[Point localization data]
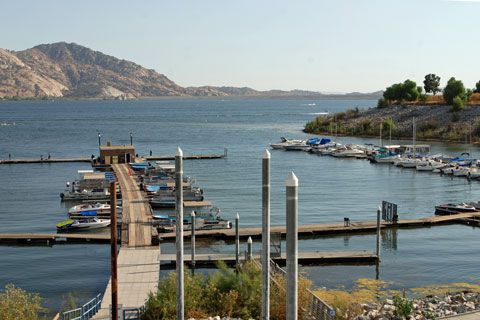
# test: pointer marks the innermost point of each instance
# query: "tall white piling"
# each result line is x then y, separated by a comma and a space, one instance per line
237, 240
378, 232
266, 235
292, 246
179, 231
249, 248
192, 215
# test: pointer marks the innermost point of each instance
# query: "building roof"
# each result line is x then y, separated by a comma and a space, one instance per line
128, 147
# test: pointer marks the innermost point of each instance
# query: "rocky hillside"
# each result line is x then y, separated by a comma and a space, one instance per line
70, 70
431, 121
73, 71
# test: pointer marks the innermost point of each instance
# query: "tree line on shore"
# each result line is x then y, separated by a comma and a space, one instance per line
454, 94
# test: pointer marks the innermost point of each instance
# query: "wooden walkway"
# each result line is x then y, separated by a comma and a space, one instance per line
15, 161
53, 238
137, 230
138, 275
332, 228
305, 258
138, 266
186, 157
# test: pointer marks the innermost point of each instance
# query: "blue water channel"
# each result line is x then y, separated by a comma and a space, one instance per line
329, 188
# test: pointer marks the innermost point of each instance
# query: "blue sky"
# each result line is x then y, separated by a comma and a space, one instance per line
* * *
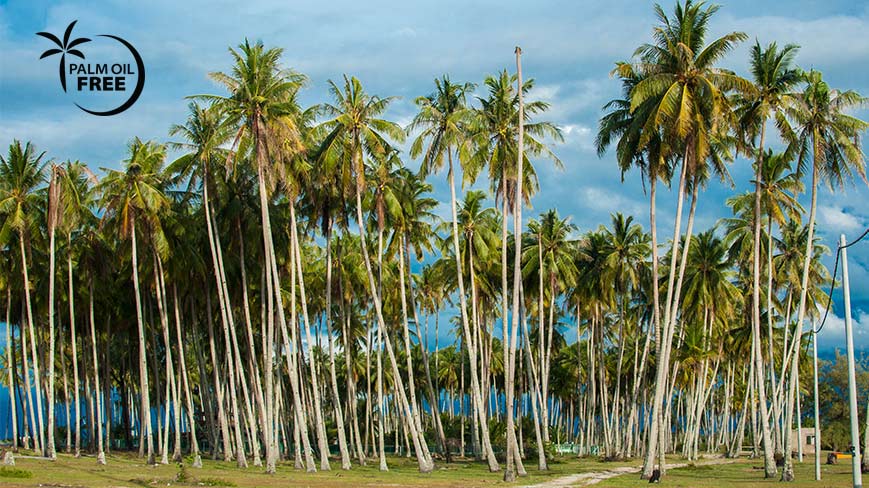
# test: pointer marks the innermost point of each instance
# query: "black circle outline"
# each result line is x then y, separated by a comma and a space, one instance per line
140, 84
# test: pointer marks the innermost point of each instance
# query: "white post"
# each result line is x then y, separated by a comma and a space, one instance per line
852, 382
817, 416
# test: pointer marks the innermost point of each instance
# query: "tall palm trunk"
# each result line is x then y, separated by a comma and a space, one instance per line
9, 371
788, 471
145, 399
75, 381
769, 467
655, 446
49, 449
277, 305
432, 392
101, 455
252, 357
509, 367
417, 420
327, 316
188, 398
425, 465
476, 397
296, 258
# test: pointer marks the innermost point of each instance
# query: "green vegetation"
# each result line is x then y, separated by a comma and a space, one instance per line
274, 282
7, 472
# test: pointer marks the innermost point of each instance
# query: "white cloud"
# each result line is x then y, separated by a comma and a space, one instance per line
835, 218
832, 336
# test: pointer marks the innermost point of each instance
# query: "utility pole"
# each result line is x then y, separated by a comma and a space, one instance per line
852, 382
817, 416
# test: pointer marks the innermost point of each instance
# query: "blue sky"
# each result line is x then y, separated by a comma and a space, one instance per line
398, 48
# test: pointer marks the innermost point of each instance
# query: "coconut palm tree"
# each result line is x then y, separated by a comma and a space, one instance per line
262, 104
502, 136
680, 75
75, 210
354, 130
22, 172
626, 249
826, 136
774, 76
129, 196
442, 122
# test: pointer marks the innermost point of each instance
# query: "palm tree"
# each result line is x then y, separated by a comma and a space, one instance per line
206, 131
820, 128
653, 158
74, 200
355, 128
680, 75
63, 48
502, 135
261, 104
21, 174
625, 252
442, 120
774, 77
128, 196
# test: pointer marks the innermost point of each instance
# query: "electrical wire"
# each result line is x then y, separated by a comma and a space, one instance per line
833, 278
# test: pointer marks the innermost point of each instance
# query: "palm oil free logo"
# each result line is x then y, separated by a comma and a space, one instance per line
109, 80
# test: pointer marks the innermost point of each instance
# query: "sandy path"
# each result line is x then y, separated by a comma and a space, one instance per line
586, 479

# [EXERCISE OBJECTIVE]
Read the entries and pick out all lines that include the word "tall".

# [EXERCISE RESULT]
# query: "tall white piling"
# query: "tall palm trunk"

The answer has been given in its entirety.